---------- FRAGMENTO DEL DOCUMENTO

La lucha ascética en la vida ordinaria. «Toda la tradición de la Iglesia
ha hablado de los cristianos como de milites Christi (cfr. 2 Tim 2,3), soldados
de Cristo. Soldados que llevan la serenidad a los demás, mientras combaten
continuamente contra las personales malas inclinaciones» (J. Escrivá de
Balaguer, Homilía La lucha interior, Madrid 1972, 7). La lucha se entiende «como
guerra de cada uno consigo mismo, como esfuerzo siempre renovado de amar más a
Dios, de desterrar el egoísmo, de servir a todos los hombres» (ib. 8).
No se piense que esta batalla interior que el hombre ha de librar consigo
mismo ha de dirigirse contra obstáculos extraordinarios o imaginarios que rara
vez se presentan en su vida (martirio, etc.). Eso sería una manifestación de
orgullo. La l. a. no consiste tampoco en realizar esfuerzos extraordinarios,
«heroicos», casi sobrehumanos, en el camino de la propia vida espiritual, sino
que debe centrarse en lo corriente, lo de cada día, que habitualmente es lo
pequeño: «Oigamos al Señor que nos dice: 'quien es fiel en lo poco, también lo
es en lo mucho, y quien es injusto en lo poco, también lo es en lo mucho' (Le
16,10). Que es como si nos recordara: lucha cada instante en estos detalles en
apariencia menudos, pero grandes a mis ojos; vive con puntualidad el
cumplimiento del deber; sonríe a quien lo necesite, aunque tú tengas el alma
dolorida; dedica, sin regateo, el tiempo necesario a la oración; acude en ayuda
de quien te busca; practica la justicia, ampliándola con la gracia de la
caridad. Son éstas, y otras semejantes, las mociones que cada día sentiremos
dentro de nosotros, como un aviso silencioso que nos lleva a entrenarnos en este
deporte sobrenatural del propio vencimiento» (J. Escrivá de Balaguer, o. c. 13).
La I. Así entendida se hace entonces heroica, no por la dureza de los enemigos
con los que hay que combatir, sino por la fidelidad continuada a los pequeños
deberes de cada instante.
El esfuerzo apostólico por extender el mensaje cristiano es también parte
de la lucha ascética personal. Así puede entenderse también el concepto de
Iglesia militante, que aunque designa el conjunto de los cristianos que luchan
en la tierra para alcanzar la meta de la salvación, puede igualmente referirse a
la Iglesia y a los cristianos en su esfuerzo por la difusión del reino de Dios
(v. APOSTOLADO). Es ciertamente una l. espiritual que sólo cuenta con las armas
del ejemplo, de la oración y de la mortificación, de la comprensión, del amor y
de la verdad, pues la acción apostólica respeta siempre la libertad de las
conciencias y aborrece la violencia y la coacción. El esfuerzo del cristiano por
hacer presente a Cristo entre los hombres se apoya, pues, primero en el ejemplo
y después en la doctrina, en enseñar el camino hacia Dios y ayudar a recorrerlo:
«que seamos testimonio, con vuestra voluntaria servidumbre a Jesucristo, en
todas nuestras actividades, porque es el Señor de todas las realidades de
nuestra vida, porque es la única y última razón de nuestra existencia. Después,
cuando hayamos prestado este testimonio del ejemplo, seremos capaces de instruir
con la palabra, con la doctrina. Así obró Cristo: coepit lacere et docere (Act
1,1), primero enseñó con obras, luego con su predicación divina» (J. Escrivá de
Balaguer, Homilía Cristo Rey, Madrid 1972, 12-13).

--------------------

* _EJERCICIO PROPUESTO 1_:
Extrae de los registros de abajo cada línea en la que aparezca la palabra "below".

---------- REGISTROS EN BRUTO

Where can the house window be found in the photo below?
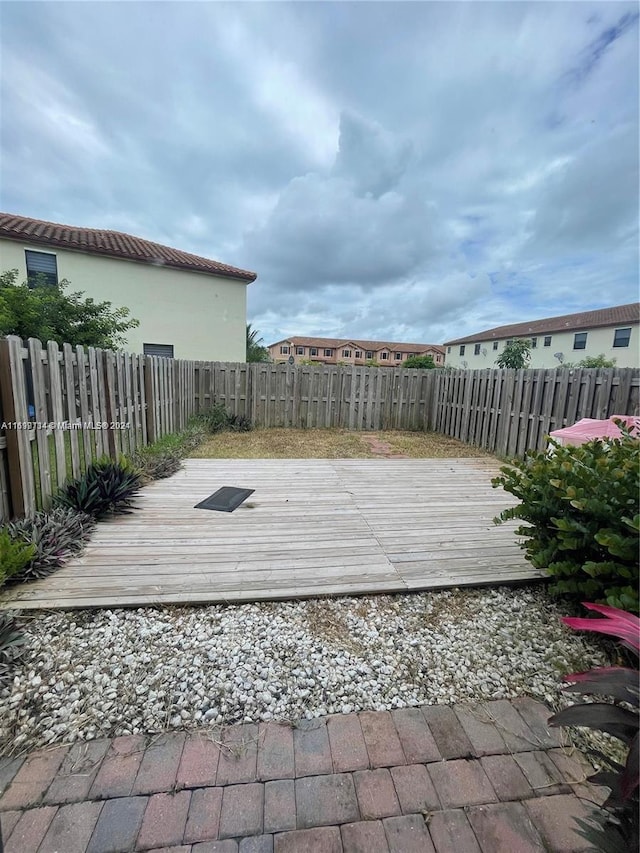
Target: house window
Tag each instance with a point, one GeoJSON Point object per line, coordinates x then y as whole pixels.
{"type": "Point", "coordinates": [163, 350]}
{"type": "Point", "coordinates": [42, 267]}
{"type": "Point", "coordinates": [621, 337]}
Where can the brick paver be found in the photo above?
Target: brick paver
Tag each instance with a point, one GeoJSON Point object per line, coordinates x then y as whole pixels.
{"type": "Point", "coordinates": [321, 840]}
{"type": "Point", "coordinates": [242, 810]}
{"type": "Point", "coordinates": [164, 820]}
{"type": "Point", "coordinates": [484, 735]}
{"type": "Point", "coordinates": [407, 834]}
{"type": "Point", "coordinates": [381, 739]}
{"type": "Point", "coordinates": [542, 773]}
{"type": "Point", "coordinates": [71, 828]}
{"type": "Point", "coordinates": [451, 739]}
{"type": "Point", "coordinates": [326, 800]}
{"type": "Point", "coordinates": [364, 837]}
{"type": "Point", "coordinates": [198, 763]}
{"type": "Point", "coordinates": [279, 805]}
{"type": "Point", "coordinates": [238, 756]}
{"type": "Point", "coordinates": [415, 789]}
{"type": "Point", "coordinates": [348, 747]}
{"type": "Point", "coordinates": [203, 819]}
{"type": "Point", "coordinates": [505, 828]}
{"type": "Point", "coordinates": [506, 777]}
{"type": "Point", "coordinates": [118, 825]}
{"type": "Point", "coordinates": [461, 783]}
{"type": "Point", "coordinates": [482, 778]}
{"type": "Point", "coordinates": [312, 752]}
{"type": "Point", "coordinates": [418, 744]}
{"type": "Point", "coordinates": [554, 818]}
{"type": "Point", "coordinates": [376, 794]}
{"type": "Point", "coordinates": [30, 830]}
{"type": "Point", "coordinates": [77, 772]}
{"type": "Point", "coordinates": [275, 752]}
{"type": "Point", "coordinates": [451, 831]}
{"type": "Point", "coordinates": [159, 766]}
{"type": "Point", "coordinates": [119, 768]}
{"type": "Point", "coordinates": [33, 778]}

--------------------
---------- REGISTROS EN BRUTO

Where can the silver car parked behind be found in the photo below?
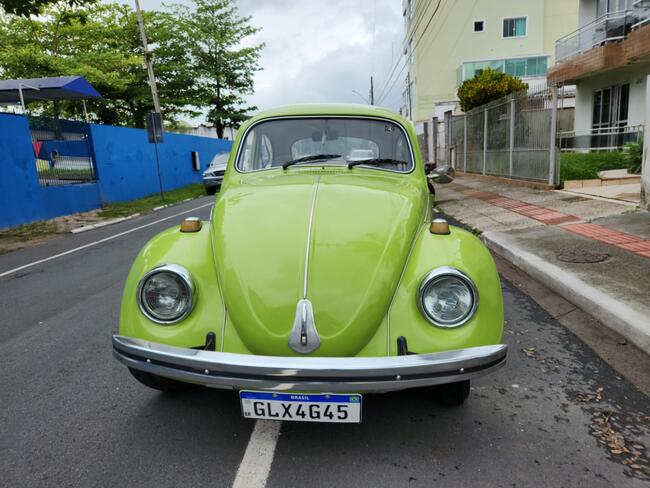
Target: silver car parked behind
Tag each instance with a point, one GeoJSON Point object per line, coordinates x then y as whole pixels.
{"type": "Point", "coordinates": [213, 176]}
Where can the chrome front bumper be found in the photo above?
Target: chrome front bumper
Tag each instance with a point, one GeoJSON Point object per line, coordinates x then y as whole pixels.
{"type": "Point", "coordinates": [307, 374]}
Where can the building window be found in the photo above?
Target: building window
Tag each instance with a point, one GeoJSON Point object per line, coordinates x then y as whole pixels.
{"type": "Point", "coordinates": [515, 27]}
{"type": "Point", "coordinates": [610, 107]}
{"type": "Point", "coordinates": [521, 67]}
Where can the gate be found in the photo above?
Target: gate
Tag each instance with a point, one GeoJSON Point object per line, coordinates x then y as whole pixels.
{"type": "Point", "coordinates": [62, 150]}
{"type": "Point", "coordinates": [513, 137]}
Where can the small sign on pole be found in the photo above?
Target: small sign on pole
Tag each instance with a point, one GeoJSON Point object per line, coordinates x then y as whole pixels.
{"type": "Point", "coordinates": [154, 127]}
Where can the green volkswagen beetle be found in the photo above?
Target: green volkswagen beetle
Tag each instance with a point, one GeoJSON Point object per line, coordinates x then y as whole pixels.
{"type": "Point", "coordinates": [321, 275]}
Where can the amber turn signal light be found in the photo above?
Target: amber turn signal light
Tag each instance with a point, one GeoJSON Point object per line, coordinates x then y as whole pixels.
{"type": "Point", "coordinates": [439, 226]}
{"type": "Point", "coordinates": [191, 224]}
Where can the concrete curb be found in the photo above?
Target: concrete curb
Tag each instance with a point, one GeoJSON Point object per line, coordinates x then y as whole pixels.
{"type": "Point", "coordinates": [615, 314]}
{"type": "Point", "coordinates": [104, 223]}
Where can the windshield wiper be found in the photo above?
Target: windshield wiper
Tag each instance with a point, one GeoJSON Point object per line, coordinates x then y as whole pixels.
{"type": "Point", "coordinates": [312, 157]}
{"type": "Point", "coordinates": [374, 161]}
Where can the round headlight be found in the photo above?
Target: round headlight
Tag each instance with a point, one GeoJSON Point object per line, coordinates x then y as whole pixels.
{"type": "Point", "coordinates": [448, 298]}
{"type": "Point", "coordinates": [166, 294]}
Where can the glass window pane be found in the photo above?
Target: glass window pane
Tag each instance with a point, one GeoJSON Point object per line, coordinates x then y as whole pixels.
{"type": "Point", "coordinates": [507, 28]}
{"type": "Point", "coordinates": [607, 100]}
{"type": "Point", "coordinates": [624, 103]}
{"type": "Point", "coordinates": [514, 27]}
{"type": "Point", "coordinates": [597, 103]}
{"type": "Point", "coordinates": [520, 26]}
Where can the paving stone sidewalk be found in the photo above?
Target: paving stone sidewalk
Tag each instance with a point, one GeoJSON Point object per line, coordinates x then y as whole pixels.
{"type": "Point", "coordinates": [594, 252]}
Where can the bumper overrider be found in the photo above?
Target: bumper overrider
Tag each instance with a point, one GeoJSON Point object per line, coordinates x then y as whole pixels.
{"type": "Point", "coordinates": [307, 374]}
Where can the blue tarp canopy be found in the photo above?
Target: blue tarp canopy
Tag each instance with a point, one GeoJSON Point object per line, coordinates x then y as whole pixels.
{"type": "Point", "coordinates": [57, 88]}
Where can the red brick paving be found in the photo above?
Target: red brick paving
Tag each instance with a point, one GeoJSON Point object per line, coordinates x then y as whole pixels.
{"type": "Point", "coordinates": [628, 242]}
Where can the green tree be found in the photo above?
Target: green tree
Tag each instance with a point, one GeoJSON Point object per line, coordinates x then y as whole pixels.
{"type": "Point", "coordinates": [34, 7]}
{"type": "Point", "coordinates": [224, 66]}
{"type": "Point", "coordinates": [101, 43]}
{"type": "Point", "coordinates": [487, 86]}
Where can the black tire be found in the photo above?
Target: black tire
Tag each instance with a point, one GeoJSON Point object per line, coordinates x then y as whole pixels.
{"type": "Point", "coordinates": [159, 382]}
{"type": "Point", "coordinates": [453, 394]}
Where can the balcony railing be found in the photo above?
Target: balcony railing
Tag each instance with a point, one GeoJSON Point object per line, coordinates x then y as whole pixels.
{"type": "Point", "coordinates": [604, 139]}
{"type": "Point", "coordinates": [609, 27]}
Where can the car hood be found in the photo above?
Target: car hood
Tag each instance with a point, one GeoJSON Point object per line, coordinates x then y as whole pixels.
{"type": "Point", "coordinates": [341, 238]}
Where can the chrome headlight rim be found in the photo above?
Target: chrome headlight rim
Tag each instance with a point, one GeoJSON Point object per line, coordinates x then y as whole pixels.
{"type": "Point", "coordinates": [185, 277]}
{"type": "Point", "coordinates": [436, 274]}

--------------------

* _EJERCICIO PROPUESTO 2_:
Di si cada afirmación coincide con el fragmento sobre la lucha ascética, con un sí o un no, y cita tal cual las palabras del fragmento que lo deciden. (a) La lucha ascética debe dirigirse contra obstáculos extraordinarios, como el martirio. (b) La acción apostólica respeta siempre la libertad de las conciencias. (c) El esfuerzo del cristiano se apoya primero en la doctrina y después en el ejemplo.

* _RESPUESTA ESPERADA 1_:
Where can the house window be found in the photo below?
Where can the silver car parked behind be found in the photo below?

* _RESPUESTA ESPERADA 2_:
(a) No: "No se piense que esta batalla interior que el hombre ha de librar consigo mismo ha de dirigirse contra obstáculos extraordinarios o imaginarios que rara vez se presentan en su vida (martirio, etc.)."
(b) Sí: "la acción apostólica respeta siempre la libertad de las conciencias y aborrece la violencia y la coacción."
(c) No: "se apoya, pues, primero en el ejemplo y después en la doctrina".